__Given request__.
Copy out each of the lines below verbatim, omitting the pictures from your answer.

[Lines of data]

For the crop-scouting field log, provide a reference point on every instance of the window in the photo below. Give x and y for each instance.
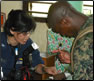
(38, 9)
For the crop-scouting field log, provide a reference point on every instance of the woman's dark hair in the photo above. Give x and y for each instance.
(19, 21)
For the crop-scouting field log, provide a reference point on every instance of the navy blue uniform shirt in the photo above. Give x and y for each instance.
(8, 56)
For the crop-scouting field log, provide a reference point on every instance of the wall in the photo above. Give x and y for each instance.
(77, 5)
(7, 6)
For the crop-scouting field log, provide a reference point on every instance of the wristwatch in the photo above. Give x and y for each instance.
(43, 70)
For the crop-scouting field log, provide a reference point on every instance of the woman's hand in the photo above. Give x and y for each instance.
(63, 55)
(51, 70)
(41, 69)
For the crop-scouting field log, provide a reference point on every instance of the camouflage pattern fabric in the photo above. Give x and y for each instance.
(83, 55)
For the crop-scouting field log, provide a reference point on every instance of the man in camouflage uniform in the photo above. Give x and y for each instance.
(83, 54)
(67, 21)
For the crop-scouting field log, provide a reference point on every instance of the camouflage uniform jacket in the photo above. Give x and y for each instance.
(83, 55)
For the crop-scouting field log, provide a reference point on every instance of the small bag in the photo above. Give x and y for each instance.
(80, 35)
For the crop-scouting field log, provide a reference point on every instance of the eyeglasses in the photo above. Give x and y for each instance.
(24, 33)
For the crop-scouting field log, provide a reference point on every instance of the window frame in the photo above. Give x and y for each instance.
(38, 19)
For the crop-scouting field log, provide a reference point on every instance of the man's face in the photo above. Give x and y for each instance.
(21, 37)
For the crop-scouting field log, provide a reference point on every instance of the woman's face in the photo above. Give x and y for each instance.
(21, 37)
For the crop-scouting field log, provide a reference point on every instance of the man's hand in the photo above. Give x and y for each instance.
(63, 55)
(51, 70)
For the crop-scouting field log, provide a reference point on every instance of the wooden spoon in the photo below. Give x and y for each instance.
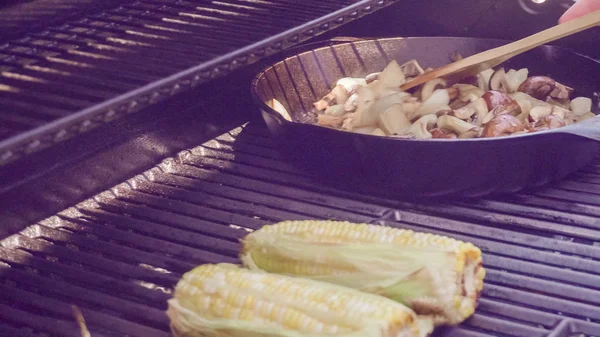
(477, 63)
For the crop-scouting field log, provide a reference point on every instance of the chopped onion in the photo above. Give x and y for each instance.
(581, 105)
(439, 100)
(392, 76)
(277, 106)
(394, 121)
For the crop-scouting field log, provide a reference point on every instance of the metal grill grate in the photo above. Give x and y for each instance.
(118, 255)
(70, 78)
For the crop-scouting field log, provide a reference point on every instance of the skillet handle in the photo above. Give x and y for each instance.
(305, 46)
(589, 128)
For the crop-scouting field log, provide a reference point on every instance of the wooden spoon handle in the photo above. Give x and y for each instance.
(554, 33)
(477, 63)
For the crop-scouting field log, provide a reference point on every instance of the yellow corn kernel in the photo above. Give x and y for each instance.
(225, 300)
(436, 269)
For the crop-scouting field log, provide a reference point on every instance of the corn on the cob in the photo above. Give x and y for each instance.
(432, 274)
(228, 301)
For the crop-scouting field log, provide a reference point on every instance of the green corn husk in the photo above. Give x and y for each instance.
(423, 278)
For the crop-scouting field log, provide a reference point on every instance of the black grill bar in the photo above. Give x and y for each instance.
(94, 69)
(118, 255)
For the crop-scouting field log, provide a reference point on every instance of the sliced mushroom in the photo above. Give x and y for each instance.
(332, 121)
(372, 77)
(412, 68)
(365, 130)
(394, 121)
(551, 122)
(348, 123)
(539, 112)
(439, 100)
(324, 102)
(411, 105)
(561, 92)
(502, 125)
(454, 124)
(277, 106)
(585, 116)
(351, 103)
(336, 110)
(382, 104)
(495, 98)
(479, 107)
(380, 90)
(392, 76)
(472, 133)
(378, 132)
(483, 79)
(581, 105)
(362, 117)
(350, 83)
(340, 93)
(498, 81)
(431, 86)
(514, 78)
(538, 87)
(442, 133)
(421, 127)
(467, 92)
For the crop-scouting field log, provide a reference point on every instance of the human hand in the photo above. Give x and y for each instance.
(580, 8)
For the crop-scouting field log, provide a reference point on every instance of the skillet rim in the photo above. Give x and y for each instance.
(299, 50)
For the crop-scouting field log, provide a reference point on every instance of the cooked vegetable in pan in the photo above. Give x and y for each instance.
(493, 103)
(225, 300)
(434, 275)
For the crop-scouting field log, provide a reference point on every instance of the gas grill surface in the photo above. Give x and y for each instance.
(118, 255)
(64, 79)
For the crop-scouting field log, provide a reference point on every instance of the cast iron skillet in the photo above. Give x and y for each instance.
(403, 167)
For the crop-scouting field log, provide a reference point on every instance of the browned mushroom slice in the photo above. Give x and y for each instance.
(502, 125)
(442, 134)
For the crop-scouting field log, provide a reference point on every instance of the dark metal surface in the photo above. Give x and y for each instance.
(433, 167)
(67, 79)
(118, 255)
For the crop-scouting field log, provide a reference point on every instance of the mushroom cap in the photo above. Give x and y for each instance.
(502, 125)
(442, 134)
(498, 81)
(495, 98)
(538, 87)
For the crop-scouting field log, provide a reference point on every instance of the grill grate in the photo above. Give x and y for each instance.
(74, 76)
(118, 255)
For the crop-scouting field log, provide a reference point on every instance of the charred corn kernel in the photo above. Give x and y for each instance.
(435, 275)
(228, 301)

__Exercise solution__.
For the crop-scouting field log, provide a reference point on every instance of the window in the photo below. Give x and y for each instance.
(38, 9)
For the crop-scouting field log, provide a reference point on every instance of the woman's dark hair in the photo above. Give x and y for each instance.
(19, 21)
For the crop-scouting field log, provide a reference point on every instance of the navy blue uniform shirt in the photo above. Give x and y for each instance.
(8, 56)
For the crop-scouting field log, provide a reference point on every instance of the wall in the photo above. Give x and y for each instance.
(77, 5)
(7, 6)
For the crop-scouting field log, provide a reference point on every instance of the wristwatch in the photo above. Give x and y for each instance.
(43, 70)
For the crop-scouting field log, provide a reference point on every instance of the woman's hand in the photo above. Give x and y for each instance.
(63, 55)
(51, 70)
(41, 69)
For the crop-scouting field log, provide a reference point on every instance of the camouflage pattern fabric in the photo above. Give x and y for each instance.
(83, 55)
For the crop-scouting field log, provide a reference point on every instance of the man in camouflage uniform in the photo above. Give x and y for each instance.
(83, 54)
(67, 21)
For the crop-scouting field log, provide a reference point on every instance of the camouflage uniform jacket in the photo above. Give x and y for each instance.
(83, 55)
For the crop-scouting field log, provide a reference point on every instance of the small bag in the photo above. Give x and y for each instance.
(80, 35)
For the crop-scouting field log, provide a reference point on every instance of the eyeglasses in the photo above. Give x and y for each instance.
(24, 33)
For the crop-scouting field log, provide a reference point on every instance of the window frame in the photo above. Give x and y for each instance.
(38, 19)
For the crop-scouting field log, provide a reference point on every instance of the man's face in the photo above. Give x and y for each instance.
(21, 37)
For the crop-scouting field log, provide a reference point on every instance of the woman's face in the photo above. Give x and y for each instance.
(21, 37)
For the crop-scouting field log, provide a reference point on every instance of the man's hand in the photo above. Give x and y for each instance.
(63, 55)
(51, 70)
For the crop-scouting field log, provide a reference point on every instance of the wooden spoon in the photo below. Give x and y for each instance.
(477, 63)
For the crop-scouting field log, provide a reference point on every instance of the chopped onion in the photo above. Give x and y for each instance.
(581, 105)
(439, 100)
(392, 76)
(277, 106)
(394, 121)
For the crop-scouting field log, provide a reference point on every instance of the metal grill grate in the photo above. Give x and y for each instance.
(118, 255)
(70, 78)
For the crop-scouting field log, provide a reference point on every instance of the skillet handle in the photo above. Give x and y for each instance.
(305, 46)
(589, 128)
For the crop-scouting field log, provide a reference point on every instance of the wooden spoon handle in the photo above. Give x and y for each instance.
(554, 33)
(477, 63)
For the crop-scouting field log, provide a reference point on every instance of the yellow corn kernel in the photo above. Give x and y for each instance.
(225, 300)
(436, 269)
For the crop-scouting field log, provide a reference point on every instance of the corn on the cob in the photo above. Give x and y for each instance.
(432, 274)
(228, 301)
For the crop-scouting field log, provide a reference point on every instance of the green corn husk in the photo above. Give x and y for each instance.
(423, 278)
For the crop-scouting field log, provide a reference point on every instance of the black grill bar in the photo above. Give x and y for each instance.
(94, 69)
(118, 255)
For the crop-scouting field log, provide a reference point on every instance of the sliced mushroom in the photo above. Give x and y for each instance.
(332, 121)
(372, 77)
(412, 68)
(365, 130)
(394, 121)
(551, 122)
(348, 123)
(539, 112)
(439, 100)
(324, 102)
(411, 105)
(561, 92)
(502, 125)
(454, 124)
(277, 106)
(585, 116)
(351, 103)
(336, 110)
(382, 104)
(495, 98)
(479, 107)
(380, 90)
(392, 76)
(472, 133)
(378, 132)
(483, 79)
(581, 105)
(362, 117)
(350, 83)
(340, 93)
(498, 81)
(431, 86)
(514, 78)
(538, 87)
(442, 133)
(421, 127)
(467, 92)
For the crop-scouting field log, provide a reference point on every instance of the human hand in the photo above. Give x and y for each instance.
(580, 8)
For the crop-scouting field log, provide a reference point on every instance of the skillet rim in the photo above. Give x and y for each instance.
(299, 50)
For the crop-scouting field log, provide a reference point on every instance of the cooked vegetable in pan in the photo above. Give x and y for each instance.
(493, 103)
(225, 300)
(434, 275)
For the crop-scouting field log, provide a reference point on every instance of the gas grill surface in the photo above. Give x and y for each instance.
(118, 255)
(64, 79)
For the crop-scouting field log, provide a reference point on every instance of the cast iron skillet in the photo above. Give x and y for each instance.
(403, 167)
For the crop-scouting field log, provide a reference point on every instance of the browned mushroom slice in the photo above. Give x and y for each instance.
(502, 125)
(442, 134)
For the crop-scouting field log, provide a reference point on every instance of the dark metal surface in the photo above. Give x and y for each instance.
(433, 167)
(67, 79)
(118, 255)
For the crop-scouting field log, provide a reference point on every instance of the mushroom cap in the photo above. Give x and y for each instance.
(502, 125)
(442, 134)
(498, 81)
(495, 98)
(538, 87)
For the crop-scouting field log, provide a reference point on every instance of the grill grate in the photo above. Give x and y for each instance.
(74, 76)
(118, 255)
For the crop-scouting field log, provide a reference point on every instance of the charred corn kernel in the photo above. Give x and y for each instance.
(435, 275)
(228, 301)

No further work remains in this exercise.